Source records START

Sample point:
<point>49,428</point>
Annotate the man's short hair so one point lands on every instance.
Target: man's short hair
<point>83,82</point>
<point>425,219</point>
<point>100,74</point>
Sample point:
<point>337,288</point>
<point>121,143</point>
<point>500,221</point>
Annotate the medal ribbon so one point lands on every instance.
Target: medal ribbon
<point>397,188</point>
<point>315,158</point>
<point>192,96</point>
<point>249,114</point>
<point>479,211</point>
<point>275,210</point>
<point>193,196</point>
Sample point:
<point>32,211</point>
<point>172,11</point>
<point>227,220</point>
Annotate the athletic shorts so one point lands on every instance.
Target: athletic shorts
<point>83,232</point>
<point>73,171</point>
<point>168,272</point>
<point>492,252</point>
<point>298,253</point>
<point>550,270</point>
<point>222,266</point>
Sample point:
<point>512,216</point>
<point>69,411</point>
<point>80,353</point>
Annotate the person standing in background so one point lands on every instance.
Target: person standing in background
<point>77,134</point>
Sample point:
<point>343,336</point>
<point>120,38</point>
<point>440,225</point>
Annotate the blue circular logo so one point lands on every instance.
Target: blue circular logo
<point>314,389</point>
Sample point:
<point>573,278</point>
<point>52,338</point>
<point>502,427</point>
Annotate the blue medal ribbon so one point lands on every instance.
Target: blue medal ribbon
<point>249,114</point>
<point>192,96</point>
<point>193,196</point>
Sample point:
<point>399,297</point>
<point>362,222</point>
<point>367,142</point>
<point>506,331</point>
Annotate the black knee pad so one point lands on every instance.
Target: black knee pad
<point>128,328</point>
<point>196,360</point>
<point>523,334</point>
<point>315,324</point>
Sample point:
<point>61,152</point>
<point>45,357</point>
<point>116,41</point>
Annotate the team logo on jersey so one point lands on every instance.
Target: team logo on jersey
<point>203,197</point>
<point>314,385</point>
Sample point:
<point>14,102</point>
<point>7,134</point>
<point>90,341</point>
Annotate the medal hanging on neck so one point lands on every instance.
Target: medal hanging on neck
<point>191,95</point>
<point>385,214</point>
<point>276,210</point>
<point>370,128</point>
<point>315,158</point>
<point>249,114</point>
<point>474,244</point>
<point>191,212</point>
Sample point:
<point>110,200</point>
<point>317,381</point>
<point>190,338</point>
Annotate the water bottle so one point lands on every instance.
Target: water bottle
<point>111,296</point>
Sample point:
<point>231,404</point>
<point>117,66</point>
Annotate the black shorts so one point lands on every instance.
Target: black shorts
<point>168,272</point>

Source records END

The whole listing above needs to be reproduced exactly.

Sample point:
<point>49,428</point>
Annotate the man's short hair so one point lands on every instance.
Target: man's short hair
<point>83,82</point>
<point>425,219</point>
<point>100,74</point>
Sample point:
<point>337,288</point>
<point>121,143</point>
<point>500,221</point>
Annotate the medal ribbon so one point lands on every instance.
Target: medal ribbon
<point>397,188</point>
<point>315,158</point>
<point>192,96</point>
<point>249,114</point>
<point>479,211</point>
<point>275,210</point>
<point>193,196</point>
Sample point:
<point>32,211</point>
<point>172,11</point>
<point>227,220</point>
Annotate the athletic shorts so one point lands on every instance.
Target: athletic shorts
<point>83,232</point>
<point>73,171</point>
<point>168,272</point>
<point>492,252</point>
<point>298,253</point>
<point>550,270</point>
<point>222,266</point>
Sample point:
<point>512,216</point>
<point>69,411</point>
<point>80,353</point>
Annotate the person standing in background so one point lands on every instance.
Target: person standing in background
<point>77,134</point>
Sample point:
<point>343,336</point>
<point>120,38</point>
<point>440,225</point>
Annotate the blue circular logo so one point lands on every instance.
Target: blue circular logo
<point>314,389</point>
Sample point:
<point>573,278</point>
<point>52,338</point>
<point>502,427</point>
Annotate the blue medal ribbon so one point lands on every instance.
Target: blue medal ribbon
<point>249,114</point>
<point>192,96</point>
<point>193,196</point>
Sample point:
<point>399,297</point>
<point>362,222</point>
<point>367,142</point>
<point>506,331</point>
Annotate the black knee pad so one point lands on every instance.
Target: black knee pad
<point>128,328</point>
<point>196,360</point>
<point>523,334</point>
<point>315,324</point>
Sample point:
<point>61,152</point>
<point>45,357</point>
<point>116,41</point>
Annotate the team logo on jersey so one point lands on every instance.
Target: team logo on jersey
<point>203,197</point>
<point>314,385</point>
Sample point:
<point>14,102</point>
<point>7,134</point>
<point>90,341</point>
Annotate the medal hanging on neck so one point lands on every instance.
Target: medal hanging on neck
<point>191,95</point>
<point>385,214</point>
<point>276,210</point>
<point>370,128</point>
<point>315,158</point>
<point>249,114</point>
<point>474,244</point>
<point>191,212</point>
Sample point:
<point>110,200</point>
<point>317,381</point>
<point>190,338</point>
Annotate the water bottle so one point lands on every instance.
Target: water bottle
<point>111,296</point>
Sample point:
<point>231,404</point>
<point>117,66</point>
Annotate the black shorts so one point lands on every instance.
Target: black shorts
<point>168,272</point>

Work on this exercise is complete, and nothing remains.